▶ _TASK DIRECTIONS_:
Print, in exact form, the lines below from the one containing "QA review pass: verify and re-annotate the large" through the one containing "QA review pass: verify and re-annotate the distant building", and omit all others.

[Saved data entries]
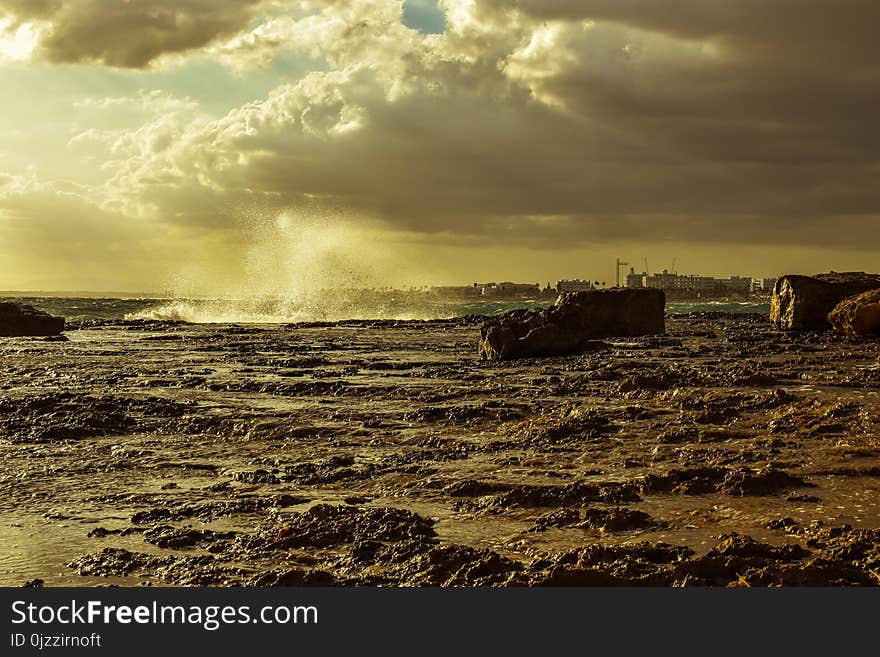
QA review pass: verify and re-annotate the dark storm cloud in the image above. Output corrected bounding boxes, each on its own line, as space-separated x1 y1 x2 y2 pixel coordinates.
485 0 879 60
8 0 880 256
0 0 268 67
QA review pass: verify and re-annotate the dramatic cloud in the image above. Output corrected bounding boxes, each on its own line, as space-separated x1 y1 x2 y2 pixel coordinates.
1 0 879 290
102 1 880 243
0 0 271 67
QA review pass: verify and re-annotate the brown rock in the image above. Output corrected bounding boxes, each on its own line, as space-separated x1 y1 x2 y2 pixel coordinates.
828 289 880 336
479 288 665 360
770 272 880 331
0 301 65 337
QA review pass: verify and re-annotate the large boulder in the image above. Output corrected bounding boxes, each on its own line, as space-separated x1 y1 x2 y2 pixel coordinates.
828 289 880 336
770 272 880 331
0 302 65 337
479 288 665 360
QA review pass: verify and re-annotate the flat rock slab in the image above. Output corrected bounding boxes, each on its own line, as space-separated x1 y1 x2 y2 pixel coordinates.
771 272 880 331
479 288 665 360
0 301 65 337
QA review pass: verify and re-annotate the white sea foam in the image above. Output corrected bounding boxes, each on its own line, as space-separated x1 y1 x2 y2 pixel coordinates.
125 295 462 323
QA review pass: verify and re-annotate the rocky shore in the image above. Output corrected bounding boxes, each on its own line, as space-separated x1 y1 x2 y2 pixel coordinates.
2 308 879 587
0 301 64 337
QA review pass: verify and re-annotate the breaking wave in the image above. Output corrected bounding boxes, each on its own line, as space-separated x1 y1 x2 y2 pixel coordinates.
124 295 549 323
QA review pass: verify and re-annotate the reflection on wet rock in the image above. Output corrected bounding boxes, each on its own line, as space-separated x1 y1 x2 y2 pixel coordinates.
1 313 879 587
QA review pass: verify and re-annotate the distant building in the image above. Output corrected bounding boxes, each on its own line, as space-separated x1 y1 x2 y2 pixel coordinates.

* * *

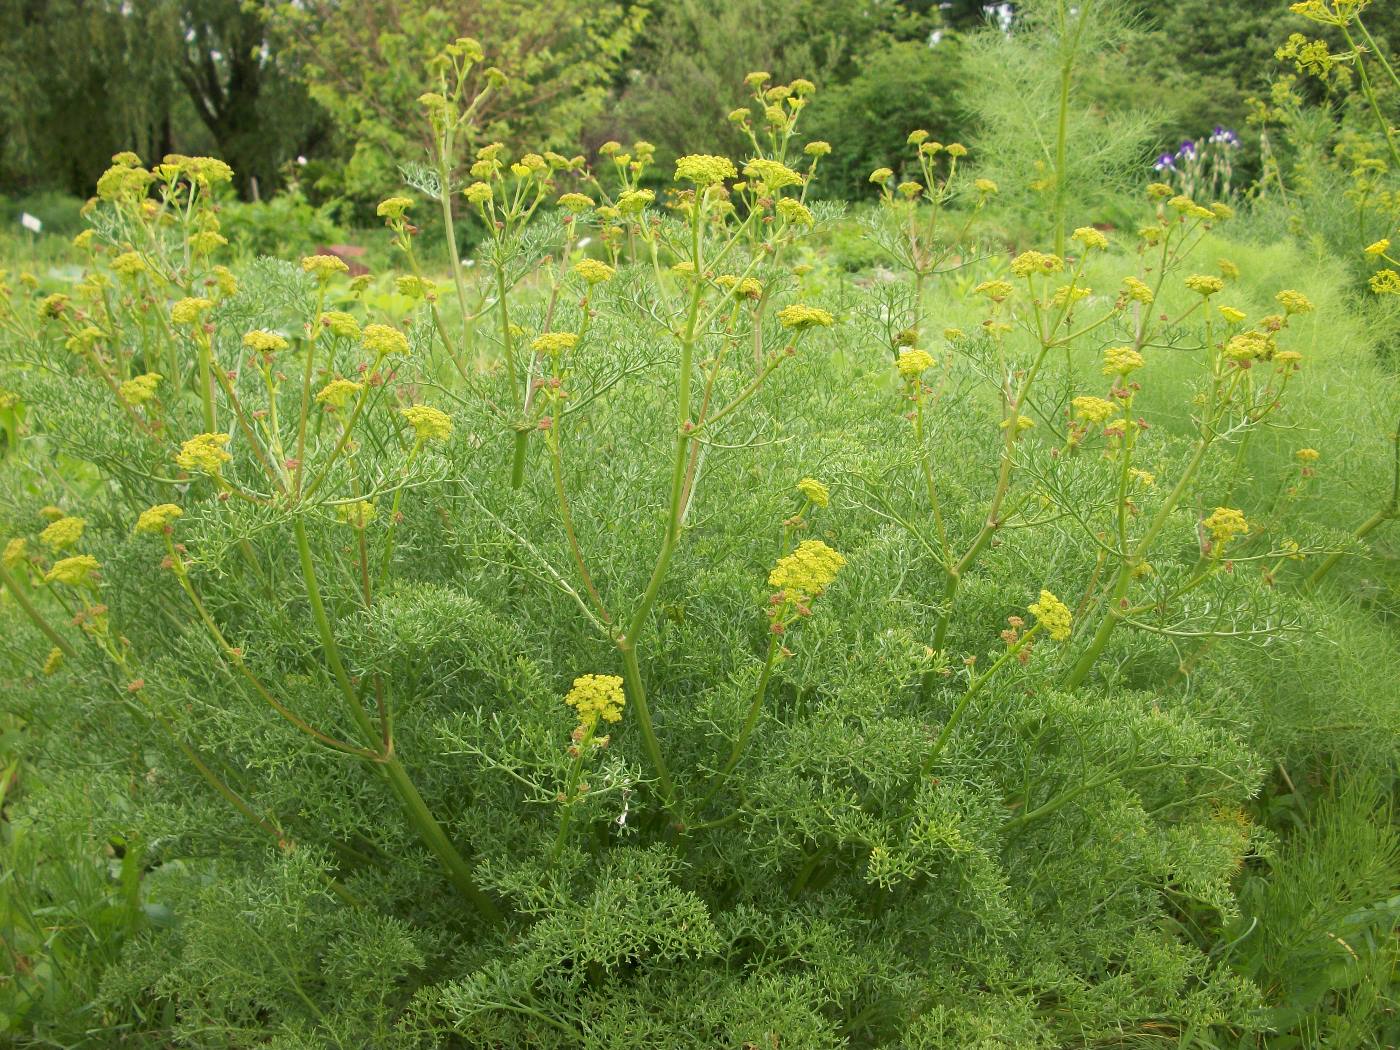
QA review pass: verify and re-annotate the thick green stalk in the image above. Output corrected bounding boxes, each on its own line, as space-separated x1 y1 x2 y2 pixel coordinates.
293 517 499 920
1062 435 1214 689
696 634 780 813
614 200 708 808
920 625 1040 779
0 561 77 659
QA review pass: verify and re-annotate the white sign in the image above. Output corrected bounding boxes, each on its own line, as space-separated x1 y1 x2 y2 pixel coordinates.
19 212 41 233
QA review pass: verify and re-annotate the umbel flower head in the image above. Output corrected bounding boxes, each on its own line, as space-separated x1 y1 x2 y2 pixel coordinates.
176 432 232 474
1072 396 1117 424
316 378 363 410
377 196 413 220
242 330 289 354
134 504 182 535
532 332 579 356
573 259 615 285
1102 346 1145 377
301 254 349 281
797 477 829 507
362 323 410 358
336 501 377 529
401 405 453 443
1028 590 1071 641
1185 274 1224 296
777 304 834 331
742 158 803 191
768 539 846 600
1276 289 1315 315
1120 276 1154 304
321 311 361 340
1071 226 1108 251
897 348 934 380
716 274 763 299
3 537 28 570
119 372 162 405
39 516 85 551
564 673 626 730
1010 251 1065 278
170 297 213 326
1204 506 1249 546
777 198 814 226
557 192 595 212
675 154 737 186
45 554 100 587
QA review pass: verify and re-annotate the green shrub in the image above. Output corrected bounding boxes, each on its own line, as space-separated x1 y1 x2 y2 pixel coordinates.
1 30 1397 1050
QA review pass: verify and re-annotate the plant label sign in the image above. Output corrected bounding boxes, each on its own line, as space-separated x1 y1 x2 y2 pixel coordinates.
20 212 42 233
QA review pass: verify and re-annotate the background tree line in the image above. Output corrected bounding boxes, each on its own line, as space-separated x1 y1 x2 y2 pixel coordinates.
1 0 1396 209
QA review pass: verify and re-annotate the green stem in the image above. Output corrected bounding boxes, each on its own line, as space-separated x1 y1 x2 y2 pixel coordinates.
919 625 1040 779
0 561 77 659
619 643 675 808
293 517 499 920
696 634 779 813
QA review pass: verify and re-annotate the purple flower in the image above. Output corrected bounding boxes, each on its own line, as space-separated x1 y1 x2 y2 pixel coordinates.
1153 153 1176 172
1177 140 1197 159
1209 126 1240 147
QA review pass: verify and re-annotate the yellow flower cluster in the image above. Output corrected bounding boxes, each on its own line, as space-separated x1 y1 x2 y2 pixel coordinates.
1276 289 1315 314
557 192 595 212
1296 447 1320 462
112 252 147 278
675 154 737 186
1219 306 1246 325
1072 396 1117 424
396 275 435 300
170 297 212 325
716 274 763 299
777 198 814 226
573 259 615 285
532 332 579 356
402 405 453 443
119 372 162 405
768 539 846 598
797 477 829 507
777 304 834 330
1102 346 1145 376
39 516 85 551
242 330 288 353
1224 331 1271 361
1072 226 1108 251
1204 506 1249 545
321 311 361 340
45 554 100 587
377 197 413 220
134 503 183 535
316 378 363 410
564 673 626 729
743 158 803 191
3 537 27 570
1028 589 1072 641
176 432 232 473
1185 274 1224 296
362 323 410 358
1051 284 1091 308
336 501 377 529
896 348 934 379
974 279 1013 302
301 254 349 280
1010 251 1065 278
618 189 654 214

--

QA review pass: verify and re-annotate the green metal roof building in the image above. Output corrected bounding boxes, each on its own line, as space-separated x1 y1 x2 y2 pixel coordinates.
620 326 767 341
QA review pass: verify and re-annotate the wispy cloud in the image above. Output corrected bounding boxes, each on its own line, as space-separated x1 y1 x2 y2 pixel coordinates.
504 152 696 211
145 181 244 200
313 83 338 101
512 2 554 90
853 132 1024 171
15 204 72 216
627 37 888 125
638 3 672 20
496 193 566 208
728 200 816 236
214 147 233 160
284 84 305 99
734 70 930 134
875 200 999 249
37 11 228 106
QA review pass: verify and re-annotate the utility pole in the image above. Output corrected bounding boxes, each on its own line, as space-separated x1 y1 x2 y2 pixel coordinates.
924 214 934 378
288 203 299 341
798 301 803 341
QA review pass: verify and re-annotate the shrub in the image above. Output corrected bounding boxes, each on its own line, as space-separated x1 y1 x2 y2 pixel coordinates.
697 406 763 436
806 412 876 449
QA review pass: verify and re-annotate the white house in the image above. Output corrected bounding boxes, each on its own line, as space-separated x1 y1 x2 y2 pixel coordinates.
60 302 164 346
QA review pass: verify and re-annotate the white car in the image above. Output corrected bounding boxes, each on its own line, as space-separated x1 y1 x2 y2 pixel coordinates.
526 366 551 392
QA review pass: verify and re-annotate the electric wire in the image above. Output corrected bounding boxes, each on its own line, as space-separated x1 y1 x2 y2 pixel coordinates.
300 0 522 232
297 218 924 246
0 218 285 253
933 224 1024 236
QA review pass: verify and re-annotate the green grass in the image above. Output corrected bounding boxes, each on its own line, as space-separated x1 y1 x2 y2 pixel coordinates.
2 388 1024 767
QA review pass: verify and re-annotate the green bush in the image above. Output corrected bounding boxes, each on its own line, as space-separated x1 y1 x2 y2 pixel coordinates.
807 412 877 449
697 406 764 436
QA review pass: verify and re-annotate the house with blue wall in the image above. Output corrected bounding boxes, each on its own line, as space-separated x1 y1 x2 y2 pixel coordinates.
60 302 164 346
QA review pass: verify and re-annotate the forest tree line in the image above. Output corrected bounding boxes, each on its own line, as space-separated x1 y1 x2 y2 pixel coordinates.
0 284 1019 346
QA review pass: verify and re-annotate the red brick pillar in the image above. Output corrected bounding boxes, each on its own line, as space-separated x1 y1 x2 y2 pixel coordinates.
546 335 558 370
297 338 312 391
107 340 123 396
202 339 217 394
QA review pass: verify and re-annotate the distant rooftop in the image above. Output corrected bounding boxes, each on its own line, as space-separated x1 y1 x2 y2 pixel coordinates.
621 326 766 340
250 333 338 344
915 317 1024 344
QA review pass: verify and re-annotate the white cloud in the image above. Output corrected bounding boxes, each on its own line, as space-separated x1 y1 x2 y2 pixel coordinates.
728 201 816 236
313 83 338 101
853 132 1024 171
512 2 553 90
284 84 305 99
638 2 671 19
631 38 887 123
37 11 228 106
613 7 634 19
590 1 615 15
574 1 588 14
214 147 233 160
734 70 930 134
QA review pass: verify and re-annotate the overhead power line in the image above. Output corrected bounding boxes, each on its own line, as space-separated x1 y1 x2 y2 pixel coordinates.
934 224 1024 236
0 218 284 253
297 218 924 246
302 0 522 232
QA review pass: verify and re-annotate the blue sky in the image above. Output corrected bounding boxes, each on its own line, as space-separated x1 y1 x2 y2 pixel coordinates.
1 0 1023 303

▶ _SOLUTION TO THIS PROBLEM_:
QA review pass: verify and re-annotate the large boulder in the image above. Output corrected bounding boxes, each on its own line, as space-separated x1 y1 x2 y2 pixel coordinates.
828 289 880 336
770 272 880 331
0 302 65 337
479 288 665 360
QA review pass: verify and re-annotate the flat rock slab in the image above. Output corrected bounding boxes, each on its own line, as space-separated x1 y1 x2 y2 pixel coordinates.
771 272 880 331
479 288 665 360
0 301 65 337
QA review pass: verify and re-annotate the white sea foam in the image above. Output corrected bounding boxes, each on its own line, as space-separated x1 y1 x2 y2 pixel coordinates.
125 295 462 323
QA review pass: verify and re-annotate the rocky shore in the image above. Output corrected bounding boxes, each on its own line, as space-separated x1 y1 x2 y2 pixel coordinates.
2 308 879 587
0 301 64 337
QA review pass: verify and re-annotate the breaking wave in the image above. Output corrected bounding boxes, each on its own line, as space-separated x1 y1 x2 y2 pixel coordinates.
124 295 549 323
QA review pass: verify and re-annotate the reflection on wet rock in the image above. Output corrected bounding boxes, each on its own line, as space-separated x1 y1 x2 y2 pixel coordinates.
1 313 879 587
QA review pass: verify and re-annotate the distant building in the image above. Output corrected bounding boxes, each on its own line, as space-separated x1 y1 x2 y2 pixel coordinates.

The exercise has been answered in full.